━━ Document excerpt

Chromatic music is every bit as complicated to learn to do as is Eliot Carter or Milton Babbit.    If you truly understand it, it is also as difficult to inhabit consciously as an audience.    Richard Strauss is the most difficult operatic composer I know.    The serial composers may be more difficult rhythmically but tonally they are not as difficult for me anyway.    Serial composition is initially difficult.   In the 1960s we recorded the Schoenberg male choruses one phrase at a time because of the difficulty.   Today there are advanced high school madrigal choirs who perform them after having heard our recording enough times.   Complexity declines through supply and practice.    Problems are solved.   Solving complex artistic problems are always excellent practice for solving the simply intellectual ones.    
 
Let me give you an example from the present.   I am a master voice teacher.    I am not a master writer on the computer but I hold my own with most.    I have run a company for 25 years that has done outstanding artistic things, even cutting edge ones.   Unlike most not-for-profits we have always balanced our budgets as well but that is another story.   I am now putting together a Festival that has an initial budget of a million dollars or so.   It is always more than you say but that also is another story.    I was told two days ago that I had a reputation in the business as a "miracle worker."    Nice compliment and I immediately took advantage of that capital.     I put things together (when most capitalists quit) and they work. (Harry's wall)   Not unusual for most artists I might add.   Most would call this a very complicated venture.   
 
But I can still do it even with the vertigo that I developed last week.   I can also  participate competently in business meetings on the highest levels with the top people in Arts and Entertainment and otherwise.   But what I cannot do with vertigo is perform.   In fact I have had to stop my performing and conducting because they require more holistically of me than the other jobs.   
 
Teaching a voice lesson where I must take the complex psycho-physical reality that a sound represents into my brain, analyze it and construct an answer in the immediate moment then transfer that answer to my own voice and hands on the piano is exhausting with vertigo.   I couldn't get through the day two days ago.    I then slept for 12 hours when my normal amount is from four to six.   This stuff that we do with a joy and a gusto is hard.    Not complex but hard.   It is not complex because I have done it for 48 years and know it very well but doing it is another matter completely.  
 
On the other hand I can sit and work at the computer all night long and barely be tired at all.   It's easy.   Planning a national approach to the Festival is also not that hard and doing the polls with the various groups is a snap on the internet.    Business is really easy to do on the internet and takes not much more than the discipline of practice.    Working on a phrase in a Rachmaninoff prelude for hours is more difficult and more arduous and more fun.    But doing this repetitive business work is the work of the retail salesman and it is easy and requires immediate gratification in the form of money to make it valuable because on a psycho-physical level it is not.

━━━━

Problems to solve:
(A) In the passage on musical difficulty, for how many years has the writer run the company?
(B) From the passage on musical difficulty, quote verbatim the part that begins with the words containing "Chromatic music is" and ends with "simply intellectual ones.".
The listing after this passage comes from a separate source.

━━ Given entries

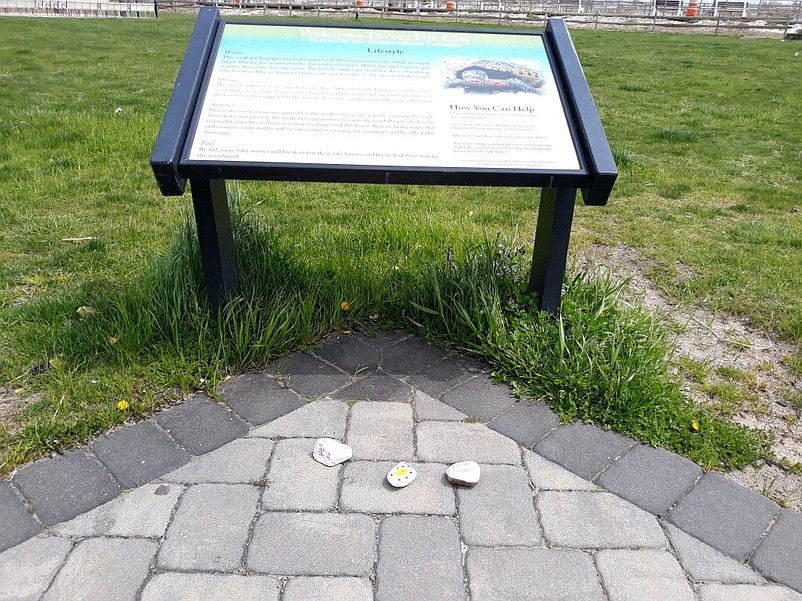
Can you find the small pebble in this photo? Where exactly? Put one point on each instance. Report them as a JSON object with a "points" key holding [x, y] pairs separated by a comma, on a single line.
{"points": [[401, 475], [331, 452], [465, 473]]}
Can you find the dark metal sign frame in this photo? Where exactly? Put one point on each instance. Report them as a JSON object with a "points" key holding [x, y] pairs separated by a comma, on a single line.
{"points": [[595, 176]]}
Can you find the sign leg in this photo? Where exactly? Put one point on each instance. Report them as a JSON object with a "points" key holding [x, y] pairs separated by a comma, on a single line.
{"points": [[551, 246], [210, 201]]}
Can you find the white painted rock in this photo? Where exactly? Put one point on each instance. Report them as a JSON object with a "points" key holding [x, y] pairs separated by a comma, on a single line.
{"points": [[401, 475], [331, 452], [465, 473]]}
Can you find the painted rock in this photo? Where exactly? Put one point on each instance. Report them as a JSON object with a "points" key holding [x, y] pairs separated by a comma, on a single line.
{"points": [[401, 475], [465, 473], [331, 452]]}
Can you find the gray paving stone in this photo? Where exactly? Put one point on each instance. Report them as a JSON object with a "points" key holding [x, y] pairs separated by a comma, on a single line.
{"points": [[210, 528], [352, 354], [309, 376], [428, 408], [365, 488], [142, 512], [724, 515], [480, 398], [780, 554], [296, 482], [257, 398], [381, 431], [173, 586], [376, 386], [28, 569], [746, 592], [243, 460], [200, 425], [448, 442], [318, 419], [704, 564], [138, 453], [410, 356], [518, 574], [16, 521], [420, 558], [320, 588], [103, 568], [499, 510], [446, 374], [583, 449], [59, 488], [593, 520], [381, 339], [313, 544], [651, 478], [643, 575], [546, 475], [526, 422]]}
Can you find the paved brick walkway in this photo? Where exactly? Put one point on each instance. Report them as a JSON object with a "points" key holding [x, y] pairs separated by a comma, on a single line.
{"points": [[222, 500]]}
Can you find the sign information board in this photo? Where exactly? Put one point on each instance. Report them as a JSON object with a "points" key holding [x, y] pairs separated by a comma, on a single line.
{"points": [[409, 98]]}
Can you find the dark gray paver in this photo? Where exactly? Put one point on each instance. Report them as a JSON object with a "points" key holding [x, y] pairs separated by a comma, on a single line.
{"points": [[704, 564], [200, 425], [308, 376], [480, 398], [313, 544], [583, 449], [410, 356], [525, 422], [516, 574], [258, 398], [354, 355], [746, 592], [197, 587], [103, 568], [28, 569], [138, 453], [17, 524], [651, 478], [780, 554], [499, 510], [420, 558], [724, 515], [59, 488], [446, 374], [376, 386]]}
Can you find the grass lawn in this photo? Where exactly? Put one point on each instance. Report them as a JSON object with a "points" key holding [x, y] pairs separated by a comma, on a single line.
{"points": [[705, 130]]}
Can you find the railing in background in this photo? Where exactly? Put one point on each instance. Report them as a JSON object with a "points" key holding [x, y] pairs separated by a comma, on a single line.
{"points": [[79, 8]]}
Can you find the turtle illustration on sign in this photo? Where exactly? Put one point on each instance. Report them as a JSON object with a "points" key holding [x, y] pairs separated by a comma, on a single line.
{"points": [[490, 76]]}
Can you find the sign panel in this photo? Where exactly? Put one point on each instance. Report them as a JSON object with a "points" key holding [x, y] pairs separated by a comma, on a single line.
{"points": [[407, 98]]}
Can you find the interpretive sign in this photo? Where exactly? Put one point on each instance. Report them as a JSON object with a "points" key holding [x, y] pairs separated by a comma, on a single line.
{"points": [[440, 99], [279, 101]]}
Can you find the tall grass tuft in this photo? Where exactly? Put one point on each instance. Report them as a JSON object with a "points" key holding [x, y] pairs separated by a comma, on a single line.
{"points": [[599, 360]]}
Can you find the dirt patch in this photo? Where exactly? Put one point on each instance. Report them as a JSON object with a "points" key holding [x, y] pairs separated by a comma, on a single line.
{"points": [[728, 366]]}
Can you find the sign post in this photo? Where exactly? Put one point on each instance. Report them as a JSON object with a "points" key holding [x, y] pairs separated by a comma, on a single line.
{"points": [[369, 104]]}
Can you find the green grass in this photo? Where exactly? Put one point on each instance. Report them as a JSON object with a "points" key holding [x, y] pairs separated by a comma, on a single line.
{"points": [[709, 154]]}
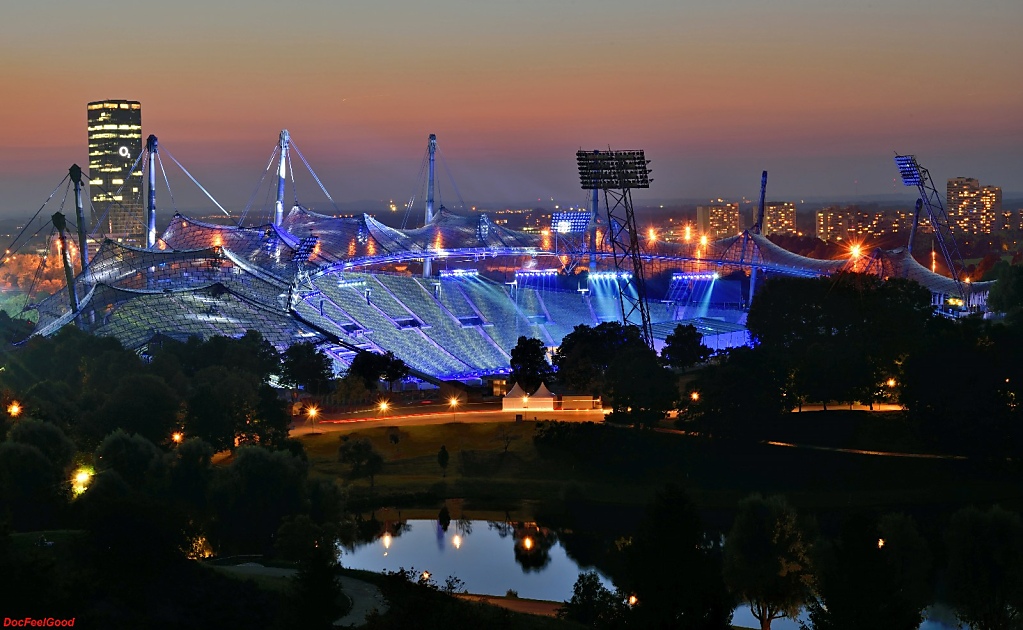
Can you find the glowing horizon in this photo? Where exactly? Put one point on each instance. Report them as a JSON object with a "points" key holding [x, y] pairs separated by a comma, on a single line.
{"points": [[818, 94]]}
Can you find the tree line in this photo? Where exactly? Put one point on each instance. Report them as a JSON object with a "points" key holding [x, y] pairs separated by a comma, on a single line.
{"points": [[876, 571]]}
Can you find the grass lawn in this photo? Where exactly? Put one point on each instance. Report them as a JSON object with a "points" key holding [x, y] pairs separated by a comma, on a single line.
{"points": [[479, 469], [716, 473]]}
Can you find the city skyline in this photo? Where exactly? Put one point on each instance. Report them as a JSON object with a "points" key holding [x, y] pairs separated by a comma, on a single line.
{"points": [[818, 94]]}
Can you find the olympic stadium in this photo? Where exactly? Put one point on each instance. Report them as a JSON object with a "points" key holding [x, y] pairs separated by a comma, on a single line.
{"points": [[450, 298]]}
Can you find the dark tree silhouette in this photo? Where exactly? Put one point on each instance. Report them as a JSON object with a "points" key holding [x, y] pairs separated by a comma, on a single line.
{"points": [[529, 364]]}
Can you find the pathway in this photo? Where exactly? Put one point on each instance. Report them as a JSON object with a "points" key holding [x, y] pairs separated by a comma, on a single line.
{"points": [[365, 596]]}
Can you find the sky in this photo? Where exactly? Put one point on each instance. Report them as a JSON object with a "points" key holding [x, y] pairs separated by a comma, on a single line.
{"points": [[819, 93]]}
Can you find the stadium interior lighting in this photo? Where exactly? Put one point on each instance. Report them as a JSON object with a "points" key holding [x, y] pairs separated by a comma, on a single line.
{"points": [[909, 170], [695, 276], [613, 170], [610, 275], [459, 273], [570, 222]]}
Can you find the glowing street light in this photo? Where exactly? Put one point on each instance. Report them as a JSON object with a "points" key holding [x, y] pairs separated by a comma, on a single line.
{"points": [[80, 482]]}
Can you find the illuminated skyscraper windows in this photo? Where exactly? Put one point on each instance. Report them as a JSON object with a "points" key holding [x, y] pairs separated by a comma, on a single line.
{"points": [[115, 142]]}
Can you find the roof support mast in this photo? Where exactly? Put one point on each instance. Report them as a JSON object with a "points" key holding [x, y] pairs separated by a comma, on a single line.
{"points": [[278, 207], [83, 250], [432, 153], [60, 223], [151, 147]]}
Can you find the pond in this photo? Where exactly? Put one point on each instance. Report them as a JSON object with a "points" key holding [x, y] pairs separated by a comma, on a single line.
{"points": [[492, 557]]}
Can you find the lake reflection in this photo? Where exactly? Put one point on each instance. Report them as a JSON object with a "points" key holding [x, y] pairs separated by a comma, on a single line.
{"points": [[491, 557]]}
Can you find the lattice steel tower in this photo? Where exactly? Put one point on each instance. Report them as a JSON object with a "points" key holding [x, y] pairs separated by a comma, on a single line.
{"points": [[617, 173]]}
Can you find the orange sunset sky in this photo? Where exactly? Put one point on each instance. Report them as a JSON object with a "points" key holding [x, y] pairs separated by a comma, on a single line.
{"points": [[819, 93]]}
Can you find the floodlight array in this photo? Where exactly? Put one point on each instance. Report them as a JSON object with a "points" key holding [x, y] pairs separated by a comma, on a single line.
{"points": [[569, 222], [613, 170], [909, 170], [611, 275], [695, 276], [535, 273]]}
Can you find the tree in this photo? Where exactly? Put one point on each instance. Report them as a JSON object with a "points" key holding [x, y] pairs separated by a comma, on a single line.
{"points": [[874, 574], [48, 439], [529, 363], [587, 353], [30, 488], [442, 459], [394, 369], [140, 404], [254, 494], [1007, 294], [985, 568], [130, 455], [675, 574], [593, 605], [361, 457], [767, 558], [306, 366], [368, 367], [683, 348], [639, 390]]}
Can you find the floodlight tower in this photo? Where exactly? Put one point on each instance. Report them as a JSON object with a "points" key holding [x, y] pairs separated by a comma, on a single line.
{"points": [[151, 147], [282, 147], [916, 175], [432, 160], [616, 173]]}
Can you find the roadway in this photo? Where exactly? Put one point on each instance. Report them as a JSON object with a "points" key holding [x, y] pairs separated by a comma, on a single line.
{"points": [[417, 415]]}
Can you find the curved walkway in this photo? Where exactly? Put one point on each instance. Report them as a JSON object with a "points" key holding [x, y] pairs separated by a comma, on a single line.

━━━━

Solutions below:
(A) 25 years.

(B)
Chromatic music is every bit as complicated to learn to do as is Eliot Carter or Milton Babbit.    If you truly understand it, it is also as difficult to inhabit consciously as an audience.    Richard Strauss is the most difficult operatic composer I know.    The serial composers may be more difficult rhythmically but tonally they are not as difficult for me anyway.    Serial composition is initially difficult.   In the 1960s we recorded the Schoenberg male choruses one phrase at a time because of the difficulty.   Today there are advanced high school madrigal choirs who perform them after having heard our recording enough times.   Complexity declines through supply and practice.    Problems are solved.   Solving complex artistic problems are always excellent practice for solving the simply intellectual ones.